Document passage —
= = = = = = =

A startup, clinical-stage biotechnology company that develops personalized whole tumor-derived immunotherapies.
The biotech company was in the early stages of initiating its first company-sponsored clinical phase II trial in treating an aggressive form of solid tumor cancer. The phase II trials had proven to be a significant undertaking for the young organization, especially with the therapy being the company’s leading asset. In addition to primary cancer type, the company observed positive preclinical signals in other solid tumor treatments, so they were secondarily focused on developing the tool into a platform technology to treat an array of cancers. Finally, the company had experienced tremendous growth, growing from five employees to 40 within two years and with another expected increase to 80 employees within an additional year; the organization is focusing on strengthening key areas such as clinical, research and development (R&D), and technical operations. Equally important, the company is confronted with the issue of raising money and financing its operations, especially since they intend to go public in the next 12 months.
Navigating the path from a single asset to a platform technology brings many challenges. Our client was facing the daunting task of managing the phase II clinical trial of its leading asset and transitioning preclinical assets into the clinical stage to phase I trials of other solid tumor cancers, all while focusing on a capital raise and potential initial public offering.
Our client asked us to complete an enterprise-wide risk and needs assessment and develop an implementation roadmap to help them achieve their key organizational milestones throughout the next one to three years.
The risk assessment ultimately enabled our client to prioritize resources, both capital and headcount. This helped the company operate more efficiently as a pre-commercial organization in the short-term and allowed the organization to more intentionally plan and prepare for the commercialization of the organization.
This assessment included upgrading systems that were beginning to be outgrown and implementing new software, such as an enterprise resourcing planning (ERP) system. The identification of these needs in the engagement allowed for adequate lead time for the sourcing and implementation of key systems.
The assessment also allowed for improvements into governance and oversight of key processes and related controls, such as the standup of compliance processes to allow the organization to compliantly partner with key opinion leaders (KOLs) to further their clinical programs and the need for stronger third-party oversight practices to ensure that obligations and key performance indicators (KPIs) are consistently met.

= = = = = = =

The data —
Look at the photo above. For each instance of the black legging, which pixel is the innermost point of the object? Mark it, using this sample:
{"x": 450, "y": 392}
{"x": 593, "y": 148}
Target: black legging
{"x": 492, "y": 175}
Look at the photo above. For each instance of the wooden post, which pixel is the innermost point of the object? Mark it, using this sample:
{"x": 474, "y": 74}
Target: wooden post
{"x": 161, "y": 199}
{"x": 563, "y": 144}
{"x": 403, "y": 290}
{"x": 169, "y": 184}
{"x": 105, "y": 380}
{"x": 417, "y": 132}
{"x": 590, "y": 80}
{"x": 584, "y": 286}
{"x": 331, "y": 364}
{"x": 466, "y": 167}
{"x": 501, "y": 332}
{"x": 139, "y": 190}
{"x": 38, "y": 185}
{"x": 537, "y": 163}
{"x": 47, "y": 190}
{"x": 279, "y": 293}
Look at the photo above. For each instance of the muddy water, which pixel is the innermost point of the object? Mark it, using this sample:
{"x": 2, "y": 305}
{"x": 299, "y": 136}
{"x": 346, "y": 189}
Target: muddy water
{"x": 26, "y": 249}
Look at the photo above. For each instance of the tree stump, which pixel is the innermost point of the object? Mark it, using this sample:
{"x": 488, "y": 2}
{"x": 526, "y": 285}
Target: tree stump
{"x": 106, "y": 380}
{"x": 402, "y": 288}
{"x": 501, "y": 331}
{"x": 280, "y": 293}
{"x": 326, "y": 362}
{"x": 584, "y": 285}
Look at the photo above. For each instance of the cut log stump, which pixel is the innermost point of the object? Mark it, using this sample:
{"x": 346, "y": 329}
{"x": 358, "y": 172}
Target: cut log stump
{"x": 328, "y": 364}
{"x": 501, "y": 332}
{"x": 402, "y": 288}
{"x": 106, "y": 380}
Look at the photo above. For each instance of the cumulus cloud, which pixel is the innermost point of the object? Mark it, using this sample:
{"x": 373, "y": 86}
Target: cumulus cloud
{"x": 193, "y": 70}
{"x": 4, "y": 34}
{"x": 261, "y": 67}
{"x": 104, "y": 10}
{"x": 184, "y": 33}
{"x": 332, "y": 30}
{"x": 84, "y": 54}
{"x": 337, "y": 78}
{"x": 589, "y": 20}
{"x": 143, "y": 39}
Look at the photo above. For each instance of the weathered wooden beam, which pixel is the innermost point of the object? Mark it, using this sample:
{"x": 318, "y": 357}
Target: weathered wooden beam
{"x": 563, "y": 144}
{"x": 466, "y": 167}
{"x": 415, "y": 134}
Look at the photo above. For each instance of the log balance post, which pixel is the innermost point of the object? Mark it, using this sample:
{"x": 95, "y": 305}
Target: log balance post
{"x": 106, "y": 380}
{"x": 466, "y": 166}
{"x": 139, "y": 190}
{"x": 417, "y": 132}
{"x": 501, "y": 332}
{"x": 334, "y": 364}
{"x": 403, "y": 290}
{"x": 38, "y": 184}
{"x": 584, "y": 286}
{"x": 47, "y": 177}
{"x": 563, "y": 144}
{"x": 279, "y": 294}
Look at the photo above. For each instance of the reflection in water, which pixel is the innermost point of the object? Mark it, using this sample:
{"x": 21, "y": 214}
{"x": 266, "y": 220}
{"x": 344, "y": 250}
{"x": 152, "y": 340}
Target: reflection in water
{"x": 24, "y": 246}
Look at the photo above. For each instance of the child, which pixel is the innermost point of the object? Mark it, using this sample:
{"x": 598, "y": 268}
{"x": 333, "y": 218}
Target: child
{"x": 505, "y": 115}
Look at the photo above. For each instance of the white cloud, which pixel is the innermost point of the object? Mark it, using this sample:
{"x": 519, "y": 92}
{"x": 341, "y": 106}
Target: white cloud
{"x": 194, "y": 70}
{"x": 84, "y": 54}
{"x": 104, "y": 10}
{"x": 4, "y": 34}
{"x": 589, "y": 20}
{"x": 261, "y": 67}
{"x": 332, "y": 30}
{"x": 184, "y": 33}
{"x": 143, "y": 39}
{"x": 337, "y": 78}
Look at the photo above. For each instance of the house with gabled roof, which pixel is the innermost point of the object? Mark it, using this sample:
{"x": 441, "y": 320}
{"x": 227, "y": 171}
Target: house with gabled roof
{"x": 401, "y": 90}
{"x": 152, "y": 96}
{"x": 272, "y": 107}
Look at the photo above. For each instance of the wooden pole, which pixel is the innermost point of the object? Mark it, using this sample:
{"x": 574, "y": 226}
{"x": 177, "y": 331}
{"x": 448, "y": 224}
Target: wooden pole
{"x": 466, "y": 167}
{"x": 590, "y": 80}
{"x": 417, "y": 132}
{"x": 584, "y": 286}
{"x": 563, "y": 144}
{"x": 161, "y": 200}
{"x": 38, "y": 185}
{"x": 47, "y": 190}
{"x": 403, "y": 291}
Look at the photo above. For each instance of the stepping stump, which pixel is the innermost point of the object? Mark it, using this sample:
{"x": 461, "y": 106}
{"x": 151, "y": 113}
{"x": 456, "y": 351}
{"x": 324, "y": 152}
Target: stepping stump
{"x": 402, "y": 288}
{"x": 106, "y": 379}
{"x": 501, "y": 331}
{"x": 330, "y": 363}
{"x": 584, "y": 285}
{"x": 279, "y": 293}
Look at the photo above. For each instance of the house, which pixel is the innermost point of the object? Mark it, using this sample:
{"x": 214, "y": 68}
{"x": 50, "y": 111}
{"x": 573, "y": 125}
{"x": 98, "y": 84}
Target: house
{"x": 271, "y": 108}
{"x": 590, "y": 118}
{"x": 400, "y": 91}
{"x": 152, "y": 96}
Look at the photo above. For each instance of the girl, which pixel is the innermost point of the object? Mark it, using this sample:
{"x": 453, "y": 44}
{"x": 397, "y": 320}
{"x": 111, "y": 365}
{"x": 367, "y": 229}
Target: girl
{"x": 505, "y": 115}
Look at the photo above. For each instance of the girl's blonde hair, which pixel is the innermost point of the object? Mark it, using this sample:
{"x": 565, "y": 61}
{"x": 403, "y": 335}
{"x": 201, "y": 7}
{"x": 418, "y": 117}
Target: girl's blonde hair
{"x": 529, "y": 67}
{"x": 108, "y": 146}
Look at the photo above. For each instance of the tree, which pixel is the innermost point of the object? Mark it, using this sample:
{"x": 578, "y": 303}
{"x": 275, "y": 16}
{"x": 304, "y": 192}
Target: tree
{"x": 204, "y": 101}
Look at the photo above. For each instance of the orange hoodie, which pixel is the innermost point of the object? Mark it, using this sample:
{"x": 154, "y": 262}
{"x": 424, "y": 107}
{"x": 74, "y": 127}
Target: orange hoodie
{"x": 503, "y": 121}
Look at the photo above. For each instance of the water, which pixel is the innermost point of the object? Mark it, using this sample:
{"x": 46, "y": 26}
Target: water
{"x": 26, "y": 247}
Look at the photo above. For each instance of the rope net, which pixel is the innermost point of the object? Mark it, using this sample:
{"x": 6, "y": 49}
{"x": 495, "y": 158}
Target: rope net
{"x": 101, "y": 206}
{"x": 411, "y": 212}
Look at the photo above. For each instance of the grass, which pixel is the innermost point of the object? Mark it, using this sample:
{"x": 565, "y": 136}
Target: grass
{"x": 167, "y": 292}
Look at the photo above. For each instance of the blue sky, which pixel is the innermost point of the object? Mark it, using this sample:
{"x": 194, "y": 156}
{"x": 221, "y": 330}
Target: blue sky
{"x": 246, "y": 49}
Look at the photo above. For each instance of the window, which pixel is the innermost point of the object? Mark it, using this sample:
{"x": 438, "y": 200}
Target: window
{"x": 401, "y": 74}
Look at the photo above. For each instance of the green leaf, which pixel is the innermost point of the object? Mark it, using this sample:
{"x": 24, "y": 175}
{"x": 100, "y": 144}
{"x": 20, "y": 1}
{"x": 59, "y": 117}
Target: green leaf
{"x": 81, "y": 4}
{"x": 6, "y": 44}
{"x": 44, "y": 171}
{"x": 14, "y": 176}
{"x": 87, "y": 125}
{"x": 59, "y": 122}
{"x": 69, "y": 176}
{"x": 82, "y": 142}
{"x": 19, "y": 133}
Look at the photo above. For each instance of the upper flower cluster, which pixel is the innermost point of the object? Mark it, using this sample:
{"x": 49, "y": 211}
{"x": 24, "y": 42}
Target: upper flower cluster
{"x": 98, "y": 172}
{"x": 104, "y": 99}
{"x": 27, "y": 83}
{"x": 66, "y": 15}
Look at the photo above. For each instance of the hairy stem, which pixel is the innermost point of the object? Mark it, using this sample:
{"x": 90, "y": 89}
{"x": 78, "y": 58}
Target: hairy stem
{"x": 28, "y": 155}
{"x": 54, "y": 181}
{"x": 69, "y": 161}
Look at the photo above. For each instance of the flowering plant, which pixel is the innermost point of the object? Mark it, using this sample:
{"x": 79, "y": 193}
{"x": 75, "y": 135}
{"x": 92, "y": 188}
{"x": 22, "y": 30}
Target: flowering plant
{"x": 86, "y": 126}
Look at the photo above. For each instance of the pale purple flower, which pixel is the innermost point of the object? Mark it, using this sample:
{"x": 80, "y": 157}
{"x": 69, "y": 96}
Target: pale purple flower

= = = = = = =

Problem details — Reproduce the biotech company case study word for word, from start to finish.

Answer to this problem —
A startup, clinical-stage biotechnology company that develops personalized whole tumor-derived immunotherapies.
The biotech company was in the early stages of initiating its first company-sponsored clinical phase II trial in treating an aggressive form of solid tumor cancer. The phase II trials had proven to be a significant undertaking for the young organization, especially with the therapy being the company’s leading asset. In addition to primary cancer type, the company observed positive preclinical signals in other solid tumor treatments, so they were secondarily focused on developing the tool into a platform technology to treat an array of cancers. Finally, the company had experienced tremendous growth, growing from five employees to 40 within two years and with another expected increase to 80 employees within an additional year; the organization is focusing on strengthening key areas such as clinical, research and development (R&D), and technical operations. Equally important, the company is confronted with the issue of raising money and financing its operations, especially since they intend to go public in the next 12 months.
Navigating the path from a single asset to a platform technology brings many challenges. Our client was facing the daunting task of managing the phase II clinical trial of its leading asset and transitioning preclinical assets into the clinical stage to phase I trials of other solid tumor cancers, all while focusing on a capital raise and potential initial public offering.
Our client asked us to complete an enterprise-wide risk and needs assessment and develop an implementation roadmap to help them achieve their key organizational milestones throughout the next one to three years.
The risk assessment ultimately enabled our client to prioritize resources, both capital and headcount. This helped the company operate more efficiently as a pre-commercial organization in the short-term and allowed the organization to more intentionally plan and prepare for the commercialization of the organization.
This assessment included upgrading systems that were beginning to be outgrown and implementing new software, such as an enterprise resourcing planning (ERP) system. The identification of these needs in the engagement allowed for adequate lead time for the sourcing and implementation of key systems.
The assessment also allowed for improvements into governance and oversight of key processes and related controls, such as the standup of compliance processes to allow the organization to compliantly partner with key opinion leaders (KOLs) to further their clinical programs and the need for stronger third-party oversight practices to ensure that obligations and key performance indicators (KPIs) are consistently met.